▶ EXERCISE BRIEF
Can you put every line of the items into a JSON list of strings, one string per line, leaving out blank lines?

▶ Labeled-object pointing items
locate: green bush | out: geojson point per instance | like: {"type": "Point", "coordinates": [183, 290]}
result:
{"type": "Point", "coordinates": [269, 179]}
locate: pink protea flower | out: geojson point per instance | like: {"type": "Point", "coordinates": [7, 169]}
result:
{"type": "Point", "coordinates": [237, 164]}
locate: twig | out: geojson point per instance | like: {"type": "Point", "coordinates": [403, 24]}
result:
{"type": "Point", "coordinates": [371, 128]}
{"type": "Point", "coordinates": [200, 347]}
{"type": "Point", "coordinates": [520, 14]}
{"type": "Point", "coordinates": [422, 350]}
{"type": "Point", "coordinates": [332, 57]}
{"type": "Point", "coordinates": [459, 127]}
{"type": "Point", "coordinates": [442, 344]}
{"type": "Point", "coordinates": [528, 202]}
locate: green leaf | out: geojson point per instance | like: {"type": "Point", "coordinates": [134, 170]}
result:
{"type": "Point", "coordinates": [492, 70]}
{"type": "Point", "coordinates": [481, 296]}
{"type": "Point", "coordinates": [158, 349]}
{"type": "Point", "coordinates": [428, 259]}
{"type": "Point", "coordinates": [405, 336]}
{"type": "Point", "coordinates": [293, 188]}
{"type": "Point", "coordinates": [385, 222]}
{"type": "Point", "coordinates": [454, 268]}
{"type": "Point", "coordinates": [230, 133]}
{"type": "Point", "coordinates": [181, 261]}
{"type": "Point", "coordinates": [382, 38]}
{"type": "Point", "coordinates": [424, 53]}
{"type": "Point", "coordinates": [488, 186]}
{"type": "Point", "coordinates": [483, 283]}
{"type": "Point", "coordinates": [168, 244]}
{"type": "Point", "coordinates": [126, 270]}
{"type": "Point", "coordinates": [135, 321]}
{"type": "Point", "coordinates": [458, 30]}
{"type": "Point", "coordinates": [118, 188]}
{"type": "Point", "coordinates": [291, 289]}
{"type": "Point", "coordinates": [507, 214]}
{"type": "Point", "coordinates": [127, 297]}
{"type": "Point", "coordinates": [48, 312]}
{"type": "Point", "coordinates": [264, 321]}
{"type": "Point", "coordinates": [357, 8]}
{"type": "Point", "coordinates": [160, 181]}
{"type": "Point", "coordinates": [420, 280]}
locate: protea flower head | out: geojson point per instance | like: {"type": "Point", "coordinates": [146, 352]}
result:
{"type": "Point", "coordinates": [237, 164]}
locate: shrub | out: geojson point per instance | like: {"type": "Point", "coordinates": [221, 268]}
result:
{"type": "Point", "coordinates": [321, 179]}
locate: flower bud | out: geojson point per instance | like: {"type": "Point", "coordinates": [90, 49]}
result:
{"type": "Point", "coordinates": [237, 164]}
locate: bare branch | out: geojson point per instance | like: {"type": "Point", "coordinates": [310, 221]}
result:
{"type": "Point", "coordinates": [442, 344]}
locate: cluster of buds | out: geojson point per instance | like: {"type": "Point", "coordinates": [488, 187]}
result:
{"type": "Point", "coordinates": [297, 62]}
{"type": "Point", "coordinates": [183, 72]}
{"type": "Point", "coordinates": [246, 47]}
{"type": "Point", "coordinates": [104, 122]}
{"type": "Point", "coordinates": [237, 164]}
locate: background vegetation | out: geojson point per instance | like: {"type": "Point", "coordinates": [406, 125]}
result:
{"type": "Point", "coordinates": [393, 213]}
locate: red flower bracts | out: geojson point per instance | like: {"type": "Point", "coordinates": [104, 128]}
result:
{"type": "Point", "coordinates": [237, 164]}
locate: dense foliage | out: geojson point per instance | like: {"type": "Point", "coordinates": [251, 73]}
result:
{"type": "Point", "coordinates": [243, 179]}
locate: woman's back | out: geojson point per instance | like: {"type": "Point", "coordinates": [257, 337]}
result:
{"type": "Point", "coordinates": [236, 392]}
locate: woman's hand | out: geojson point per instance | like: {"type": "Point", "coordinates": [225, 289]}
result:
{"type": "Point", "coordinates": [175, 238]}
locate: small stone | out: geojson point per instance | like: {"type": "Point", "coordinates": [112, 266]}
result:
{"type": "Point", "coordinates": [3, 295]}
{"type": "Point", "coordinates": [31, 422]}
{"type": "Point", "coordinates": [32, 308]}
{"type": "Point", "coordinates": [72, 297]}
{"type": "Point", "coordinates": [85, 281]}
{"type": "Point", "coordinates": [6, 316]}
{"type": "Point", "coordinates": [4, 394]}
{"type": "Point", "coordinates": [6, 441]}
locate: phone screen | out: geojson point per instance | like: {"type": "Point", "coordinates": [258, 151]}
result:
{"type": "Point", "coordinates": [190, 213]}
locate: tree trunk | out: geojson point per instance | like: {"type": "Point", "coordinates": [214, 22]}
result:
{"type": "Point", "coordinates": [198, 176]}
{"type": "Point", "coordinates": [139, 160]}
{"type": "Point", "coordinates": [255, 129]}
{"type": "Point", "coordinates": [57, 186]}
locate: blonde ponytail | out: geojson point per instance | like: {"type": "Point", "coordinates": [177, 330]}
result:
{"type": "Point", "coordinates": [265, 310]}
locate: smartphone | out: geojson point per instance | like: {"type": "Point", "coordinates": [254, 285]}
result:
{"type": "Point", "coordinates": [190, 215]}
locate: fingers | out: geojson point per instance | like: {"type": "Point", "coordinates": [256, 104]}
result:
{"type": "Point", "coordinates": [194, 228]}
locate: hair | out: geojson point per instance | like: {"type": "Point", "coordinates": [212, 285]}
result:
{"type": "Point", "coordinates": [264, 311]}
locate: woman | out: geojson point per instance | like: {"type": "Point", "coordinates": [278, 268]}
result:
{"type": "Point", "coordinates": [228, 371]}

▶ WRITTEN REPLY
[
  "locate: green bush | out: geojson point per instance | like: {\"type\": \"Point\", \"coordinates\": [183, 290]}",
  "result:",
  "{\"type\": \"Point\", \"coordinates\": [269, 179]}",
  "locate: pink protea flower | out: geojson point per instance | like: {\"type\": \"Point\", \"coordinates\": [7, 169]}",
  "result:",
  "{\"type\": \"Point\", \"coordinates\": [237, 164]}",
  "locate: twig | out: geojson point per instance | like: {\"type\": \"Point\", \"coordinates\": [403, 24]}",
  "result:",
  "{\"type\": \"Point\", \"coordinates\": [371, 128]}",
  "{\"type\": \"Point\", \"coordinates\": [200, 347]}",
  "{\"type\": \"Point\", \"coordinates\": [520, 14]}",
  "{\"type\": \"Point\", \"coordinates\": [422, 350]}",
  "{\"type\": \"Point\", \"coordinates\": [332, 57]}",
  "{\"type\": \"Point\", \"coordinates\": [459, 127]}",
  "{\"type\": \"Point\", \"coordinates\": [442, 344]}",
  "{\"type\": \"Point\", \"coordinates\": [528, 202]}",
  "locate: green leaf | out: geojson point per instance | like: {\"type\": \"Point\", \"coordinates\": [134, 170]}",
  "result:",
  "{\"type\": \"Point\", \"coordinates\": [492, 70]}",
  "{\"type\": \"Point\", \"coordinates\": [481, 296]}",
  "{\"type\": \"Point\", \"coordinates\": [158, 349]}",
  "{\"type\": \"Point\", \"coordinates\": [428, 259]}",
  "{\"type\": \"Point\", \"coordinates\": [405, 336]}",
  "{\"type\": \"Point\", \"coordinates\": [293, 188]}",
  "{\"type\": \"Point\", \"coordinates\": [385, 222]}",
  "{\"type\": \"Point\", \"coordinates\": [454, 268]}",
  "{\"type\": \"Point\", \"coordinates\": [230, 133]}",
  "{\"type\": \"Point\", \"coordinates\": [181, 261]}",
  "{\"type\": \"Point\", \"coordinates\": [382, 38]}",
  "{\"type\": \"Point\", \"coordinates\": [424, 53]}",
  "{\"type\": \"Point\", \"coordinates\": [488, 186]}",
  "{\"type\": \"Point\", \"coordinates\": [483, 283]}",
  "{\"type\": \"Point\", \"coordinates\": [168, 244]}",
  "{\"type\": \"Point\", \"coordinates\": [126, 270]}",
  "{\"type\": \"Point\", \"coordinates\": [135, 321]}",
  "{\"type\": \"Point\", \"coordinates\": [458, 30]}",
  "{\"type\": \"Point\", \"coordinates\": [118, 188]}",
  "{\"type\": \"Point\", \"coordinates\": [291, 289]}",
  "{\"type\": \"Point\", \"coordinates\": [507, 214]}",
  "{\"type\": \"Point\", \"coordinates\": [127, 297]}",
  "{\"type\": \"Point\", \"coordinates\": [48, 312]}",
  "{\"type\": \"Point\", \"coordinates\": [264, 321]}",
  "{\"type\": \"Point\", \"coordinates\": [357, 8]}",
  "{\"type\": \"Point\", \"coordinates\": [160, 181]}",
  "{\"type\": \"Point\", \"coordinates\": [420, 280]}",
  "locate: protea flower head | out: geojson point per instance | like: {\"type\": \"Point\", \"coordinates\": [146, 352]}",
  "result:",
  "{\"type\": \"Point\", \"coordinates\": [237, 164]}",
  "locate: shrub | out: geojson point per instance | like: {\"type\": \"Point\", \"coordinates\": [221, 268]}",
  "result:",
  "{\"type\": \"Point\", \"coordinates\": [321, 179]}",
  "locate: flower bud | out: geojson point per instance | like: {\"type\": \"Point\", \"coordinates\": [90, 49]}",
  "result:",
  "{\"type\": \"Point\", \"coordinates\": [237, 164]}",
  "locate: bare branch | out: geojson point per instance | like: {\"type\": \"Point\", \"coordinates\": [310, 221]}",
  "result:",
  "{\"type\": \"Point\", \"coordinates\": [442, 344]}",
  "locate: cluster of buds | out: geojson point per instance | like: {\"type\": \"Point\", \"coordinates\": [488, 187]}",
  "result:",
  "{\"type\": \"Point\", \"coordinates\": [297, 62]}",
  "{\"type\": \"Point\", \"coordinates\": [183, 72]}",
  "{\"type\": \"Point\", \"coordinates\": [246, 47]}",
  "{\"type\": \"Point\", \"coordinates\": [104, 122]}",
  "{\"type\": \"Point\", \"coordinates\": [237, 164]}",
  "locate: background vegetation | out: geojson point per instance | like: {\"type\": \"Point\", \"coordinates\": [406, 125]}",
  "result:",
  "{\"type\": \"Point\", \"coordinates\": [393, 213]}",
  "locate: red flower bracts | out: geojson point per instance | like: {\"type\": \"Point\", \"coordinates\": [104, 128]}",
  "result:",
  "{\"type\": \"Point\", \"coordinates\": [237, 164]}",
  "locate: dense foliage | out: geojson point per instance | like: {\"type\": \"Point\", \"coordinates\": [251, 73]}",
  "result:",
  "{\"type\": \"Point\", \"coordinates\": [243, 179]}",
  "locate: woman's back | out: geojson point per instance | like: {\"type\": \"Point\", \"coordinates\": [257, 337]}",
  "result:",
  "{\"type\": \"Point\", \"coordinates\": [236, 392]}",
  "locate: woman's hand | out: geojson point per instance | like: {\"type\": \"Point\", \"coordinates\": [225, 289]}",
  "result:",
  "{\"type\": \"Point\", \"coordinates\": [175, 238]}",
  "locate: small stone | out: geojson point per instance | like: {\"type\": \"Point\", \"coordinates\": [112, 266]}",
  "result:",
  "{\"type\": \"Point\", \"coordinates\": [3, 295]}",
  "{\"type\": \"Point\", \"coordinates\": [31, 422]}",
  "{\"type\": \"Point\", \"coordinates\": [32, 308]}",
  "{\"type\": \"Point\", \"coordinates\": [72, 297]}",
  "{\"type\": \"Point\", \"coordinates\": [85, 281]}",
  "{\"type\": \"Point\", \"coordinates\": [6, 316]}",
  "{\"type\": \"Point\", \"coordinates\": [4, 394]}",
  "{\"type\": \"Point\", \"coordinates\": [6, 441]}",
  "locate: phone screen | out: geojson point per instance | like: {\"type\": \"Point\", \"coordinates\": [258, 151]}",
  "result:",
  "{\"type\": \"Point\", \"coordinates\": [190, 213]}",
  "locate: tree trunk | out: geojson point per instance | like: {\"type\": \"Point\", \"coordinates\": [214, 22]}",
  "result:",
  "{\"type\": \"Point\", \"coordinates\": [198, 176]}",
  "{\"type\": \"Point\", \"coordinates\": [139, 160]}",
  "{\"type\": \"Point\", \"coordinates\": [255, 129]}",
  "{\"type\": \"Point\", \"coordinates\": [57, 186]}",
  "locate: blonde ponytail | out: geojson point per instance | like: {\"type\": \"Point\", \"coordinates\": [177, 330]}",
  "result:",
  "{\"type\": \"Point\", \"coordinates\": [265, 310]}",
  "locate: smartphone | out: geojson point per instance | like: {\"type\": \"Point\", \"coordinates\": [254, 285]}",
  "result:",
  "{\"type\": \"Point\", \"coordinates\": [190, 215]}",
  "locate: fingers | out: geojson point per instance | like: {\"type\": \"Point\", \"coordinates\": [256, 104]}",
  "result:",
  "{\"type\": \"Point\", \"coordinates\": [194, 228]}",
  "locate: hair | out: geojson point per instance | like: {\"type\": \"Point\", \"coordinates\": [212, 285]}",
  "result:",
  "{\"type\": \"Point\", \"coordinates\": [264, 311]}",
  "locate: woman | out: geojson point per instance | like: {\"type\": \"Point\", \"coordinates\": [278, 268]}",
  "result:",
  "{\"type\": \"Point\", \"coordinates\": [228, 371]}"
]